---------- ENTRIES SHOWN

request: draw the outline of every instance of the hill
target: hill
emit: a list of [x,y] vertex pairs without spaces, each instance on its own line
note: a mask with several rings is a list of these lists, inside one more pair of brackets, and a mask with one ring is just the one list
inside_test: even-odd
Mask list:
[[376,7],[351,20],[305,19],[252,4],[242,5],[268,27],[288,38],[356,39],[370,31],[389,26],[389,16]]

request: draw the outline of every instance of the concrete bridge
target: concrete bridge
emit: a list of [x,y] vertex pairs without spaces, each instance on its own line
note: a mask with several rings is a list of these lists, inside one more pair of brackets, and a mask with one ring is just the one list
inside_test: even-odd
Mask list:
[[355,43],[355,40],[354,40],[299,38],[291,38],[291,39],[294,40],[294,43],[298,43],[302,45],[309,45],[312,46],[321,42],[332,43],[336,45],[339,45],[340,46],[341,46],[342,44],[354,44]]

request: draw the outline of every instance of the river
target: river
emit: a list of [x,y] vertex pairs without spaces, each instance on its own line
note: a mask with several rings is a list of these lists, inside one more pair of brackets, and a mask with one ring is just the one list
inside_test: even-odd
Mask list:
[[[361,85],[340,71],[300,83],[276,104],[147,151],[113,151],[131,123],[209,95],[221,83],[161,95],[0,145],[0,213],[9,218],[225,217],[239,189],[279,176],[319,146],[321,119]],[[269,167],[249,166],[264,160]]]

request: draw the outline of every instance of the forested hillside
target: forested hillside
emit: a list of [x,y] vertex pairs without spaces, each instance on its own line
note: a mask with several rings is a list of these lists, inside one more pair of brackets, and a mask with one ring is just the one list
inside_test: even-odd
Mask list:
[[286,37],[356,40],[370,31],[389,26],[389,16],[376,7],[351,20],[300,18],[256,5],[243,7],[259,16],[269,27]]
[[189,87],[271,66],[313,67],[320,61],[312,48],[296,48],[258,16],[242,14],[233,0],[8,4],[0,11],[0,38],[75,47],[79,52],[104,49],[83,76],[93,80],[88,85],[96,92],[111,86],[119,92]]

--------------------

[WRITTEN TASK] Write out every line of the records above without any change, from the first line to the last.

[CORRECT ANSWER]
request: draw the outline of every instance of the hill
target: hill
emit: a list of [x,y] vertex pairs without spaces, each instance on its own line
note: a mask with several rings is a list of these lists, inside one more pair of brackets, and a mask with one ring is just the one list
inside_test: even-odd
Mask list:
[[376,7],[351,20],[305,19],[252,4],[242,5],[268,27],[288,38],[356,39],[370,31],[389,26],[389,16]]

request: draw the outline of every instance of the concrete bridge
target: concrete bridge
emit: a list of [x,y] vertex pairs without spaces, each instance on its own line
note: a mask with several rings is a list of these lists, inside one more pair of brackets, and a mask with one ring is just the one list
inside_test: even-odd
Mask list:
[[355,43],[355,40],[354,40],[299,38],[291,38],[291,39],[294,40],[294,43],[298,43],[302,45],[309,45],[312,46],[321,42],[332,43],[336,45],[339,45],[340,46],[341,46],[342,44],[354,44]]

request: draw the outline of every instance of the river
target: river
emit: a list of [x,y] vertex pairs without spaces, each instance on its own line
note: a mask with several rings is a list of these lists, inside one more pair of brackets, and a mask with one ring is just the one list
inside_test: even-odd
Mask list:
[[[361,85],[340,71],[300,83],[276,104],[147,151],[113,151],[131,123],[209,95],[221,83],[161,95],[0,145],[0,213],[9,218],[225,217],[239,189],[279,176],[319,146],[321,119]],[[269,167],[249,166],[264,160]]]

request: draw the outline of every instance of the forested hillside
target: forested hillside
emit: a list of [x,y] vertex pairs without spaces, each instance on its own line
note: a mask with several rings is a list of these lists, inside one more pair of brackets, and a mask with one ring is just the one list
inside_test: even-odd
Mask list:
[[286,37],[356,40],[370,31],[389,26],[389,16],[376,7],[351,20],[300,18],[256,5],[243,7],[259,16],[269,27]]
[[189,87],[271,66],[313,67],[320,61],[312,48],[296,48],[258,16],[242,14],[233,0],[8,4],[0,11],[0,38],[75,47],[79,52],[104,49],[83,76],[93,80],[88,85],[96,92],[111,86],[119,92]]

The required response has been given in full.